* Extracted data:
----

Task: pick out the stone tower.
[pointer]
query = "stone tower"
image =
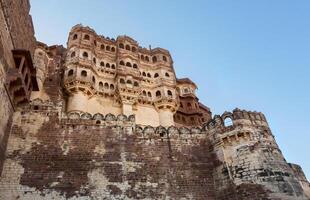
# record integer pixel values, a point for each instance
(248, 154)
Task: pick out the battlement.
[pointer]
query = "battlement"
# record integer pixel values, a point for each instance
(230, 120)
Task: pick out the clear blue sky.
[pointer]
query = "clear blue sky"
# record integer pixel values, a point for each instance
(253, 55)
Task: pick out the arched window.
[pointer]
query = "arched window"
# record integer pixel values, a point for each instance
(100, 85)
(228, 121)
(84, 73)
(165, 58)
(111, 87)
(85, 55)
(73, 54)
(158, 93)
(70, 73)
(169, 93)
(86, 37)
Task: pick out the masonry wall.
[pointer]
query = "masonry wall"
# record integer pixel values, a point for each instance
(49, 157)
(16, 31)
(248, 155)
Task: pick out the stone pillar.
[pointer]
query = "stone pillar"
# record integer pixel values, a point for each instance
(166, 117)
(77, 102)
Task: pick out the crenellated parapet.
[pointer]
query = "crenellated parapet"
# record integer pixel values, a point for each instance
(248, 153)
(77, 119)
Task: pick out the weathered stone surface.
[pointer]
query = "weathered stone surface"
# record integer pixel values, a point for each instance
(107, 149)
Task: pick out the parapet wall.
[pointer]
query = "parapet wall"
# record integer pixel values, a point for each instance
(51, 155)
(248, 153)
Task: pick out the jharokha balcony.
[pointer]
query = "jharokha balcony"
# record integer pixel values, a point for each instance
(21, 79)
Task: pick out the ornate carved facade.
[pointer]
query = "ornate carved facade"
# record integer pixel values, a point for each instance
(108, 119)
(120, 77)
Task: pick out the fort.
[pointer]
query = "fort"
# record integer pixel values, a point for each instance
(105, 118)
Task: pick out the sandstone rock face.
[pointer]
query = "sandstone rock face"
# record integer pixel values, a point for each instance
(75, 138)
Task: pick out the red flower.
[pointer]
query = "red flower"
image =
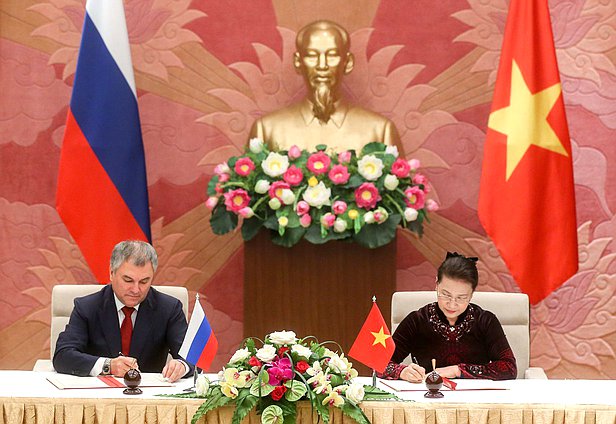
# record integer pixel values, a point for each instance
(254, 362)
(278, 392)
(302, 366)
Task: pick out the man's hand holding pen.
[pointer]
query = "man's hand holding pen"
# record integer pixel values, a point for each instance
(121, 364)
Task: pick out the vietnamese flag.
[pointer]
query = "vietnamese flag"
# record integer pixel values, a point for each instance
(373, 346)
(526, 200)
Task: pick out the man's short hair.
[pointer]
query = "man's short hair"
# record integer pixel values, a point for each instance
(322, 24)
(136, 252)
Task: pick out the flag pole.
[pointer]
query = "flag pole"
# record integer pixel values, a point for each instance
(373, 370)
(196, 372)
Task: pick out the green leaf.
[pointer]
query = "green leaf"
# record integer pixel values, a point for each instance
(373, 147)
(244, 403)
(216, 400)
(296, 391)
(211, 186)
(222, 221)
(354, 412)
(251, 227)
(291, 237)
(377, 235)
(272, 415)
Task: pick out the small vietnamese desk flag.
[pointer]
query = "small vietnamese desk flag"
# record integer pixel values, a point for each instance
(373, 346)
(527, 199)
(102, 192)
(200, 345)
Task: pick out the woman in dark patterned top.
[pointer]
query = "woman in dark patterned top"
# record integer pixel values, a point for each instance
(465, 340)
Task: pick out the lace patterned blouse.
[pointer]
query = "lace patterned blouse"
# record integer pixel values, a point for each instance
(476, 343)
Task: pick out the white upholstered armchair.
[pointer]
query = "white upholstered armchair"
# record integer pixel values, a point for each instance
(62, 298)
(511, 309)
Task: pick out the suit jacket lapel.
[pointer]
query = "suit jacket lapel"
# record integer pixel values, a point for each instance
(108, 317)
(143, 325)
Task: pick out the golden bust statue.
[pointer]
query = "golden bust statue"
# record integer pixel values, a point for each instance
(323, 117)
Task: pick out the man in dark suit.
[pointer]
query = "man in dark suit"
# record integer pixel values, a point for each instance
(125, 325)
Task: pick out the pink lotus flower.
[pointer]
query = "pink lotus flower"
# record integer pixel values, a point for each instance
(339, 207)
(293, 176)
(421, 179)
(305, 220)
(302, 207)
(328, 219)
(235, 200)
(344, 157)
(415, 197)
(211, 202)
(244, 166)
(246, 212)
(367, 196)
(280, 371)
(400, 168)
(431, 205)
(318, 163)
(276, 188)
(294, 152)
(339, 174)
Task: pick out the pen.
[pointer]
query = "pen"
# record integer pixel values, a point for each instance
(134, 360)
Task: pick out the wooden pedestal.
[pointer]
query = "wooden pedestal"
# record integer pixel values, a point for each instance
(321, 290)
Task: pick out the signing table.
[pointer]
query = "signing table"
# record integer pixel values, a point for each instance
(28, 397)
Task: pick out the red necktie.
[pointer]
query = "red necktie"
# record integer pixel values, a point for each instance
(126, 330)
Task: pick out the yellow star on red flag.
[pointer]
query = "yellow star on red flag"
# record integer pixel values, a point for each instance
(380, 337)
(524, 121)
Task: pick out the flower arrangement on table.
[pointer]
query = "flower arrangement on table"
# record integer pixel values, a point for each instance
(283, 371)
(319, 196)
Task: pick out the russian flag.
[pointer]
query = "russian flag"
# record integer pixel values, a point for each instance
(102, 187)
(200, 345)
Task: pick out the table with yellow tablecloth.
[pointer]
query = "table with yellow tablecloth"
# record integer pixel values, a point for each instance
(27, 397)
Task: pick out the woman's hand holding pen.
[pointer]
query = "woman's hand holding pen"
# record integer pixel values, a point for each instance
(414, 372)
(121, 364)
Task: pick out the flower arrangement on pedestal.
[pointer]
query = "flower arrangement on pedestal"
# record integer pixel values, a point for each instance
(319, 196)
(283, 371)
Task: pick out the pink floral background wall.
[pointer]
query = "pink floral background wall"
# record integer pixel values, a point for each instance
(206, 70)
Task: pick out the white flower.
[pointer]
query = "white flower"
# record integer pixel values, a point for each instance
(339, 225)
(302, 351)
(262, 186)
(392, 150)
(202, 385)
(266, 353)
(282, 337)
(391, 182)
(369, 217)
(355, 393)
(318, 195)
(370, 167)
(410, 214)
(256, 145)
(239, 355)
(287, 196)
(275, 164)
(274, 203)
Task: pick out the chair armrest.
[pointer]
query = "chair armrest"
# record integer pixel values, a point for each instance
(535, 373)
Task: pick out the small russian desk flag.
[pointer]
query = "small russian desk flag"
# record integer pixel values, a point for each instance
(200, 345)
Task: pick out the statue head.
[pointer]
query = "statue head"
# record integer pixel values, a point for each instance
(323, 58)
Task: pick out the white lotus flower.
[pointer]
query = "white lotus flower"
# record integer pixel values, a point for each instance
(275, 164)
(370, 167)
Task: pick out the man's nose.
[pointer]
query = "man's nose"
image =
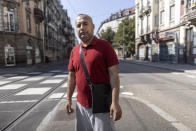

----

* What to work on: What is needed is an exact copy of the lines from the start of the listing above through the line that holds "Task: pick out the fort.", with the pictures left out.

* Written solution:
Task: pick out the stone tower.
[pointer]
query = "stone tower"
image =
# record integer pixel values, a point for each instance
(248, 154)
Task: pick out the battlement.
[pointer]
query = "battlement"
# record integer pixel values, a point for each instance
(230, 120)
Task: pick out the clear blue sky.
[pointer]
query = "clear blue sky"
# record integer pixel values, a point for each instance
(253, 55)
Task: pick out the arched window.
[pointer]
query = "arched window"
# record integer pixel values, a point for each instance
(100, 85)
(228, 121)
(84, 73)
(165, 58)
(111, 87)
(85, 55)
(73, 54)
(158, 93)
(70, 73)
(169, 93)
(86, 37)
Task: pick out the masonry wall.
[pointer]
query = "masonry wall"
# record integer pixel values, a point for each instance
(49, 157)
(16, 31)
(248, 155)
Task: pick out the stone pillar.
[pointer]
query = "stone pillar"
# record integer pixel values, a point for each instance
(166, 117)
(77, 102)
Task: pick out the crenellated parapet.
[pointer]
query = "crenellated parapet"
# record integer pixel values, a point for each instance
(248, 153)
(77, 119)
Task: pick out the weathered stone surface.
[pointer]
query = "weathered stone surface"
# record integer pixel values, a point for each instance
(107, 149)
Task: pick out the parapet wall.
[pointer]
query = "parapet wall"
# record integer pixel values, a point for each instance
(51, 155)
(248, 153)
Task: pick out the jharokha balcony.
[pointer]
query = "jharokha balcony"
# record integer pixel values, a point for each instance
(21, 79)
Task: pick out the ornate carved facade.
[pointer]
query = "ornate carved facade"
# record integer pixel values, a point for each instance
(108, 119)
(120, 77)
Task: pick out the fort.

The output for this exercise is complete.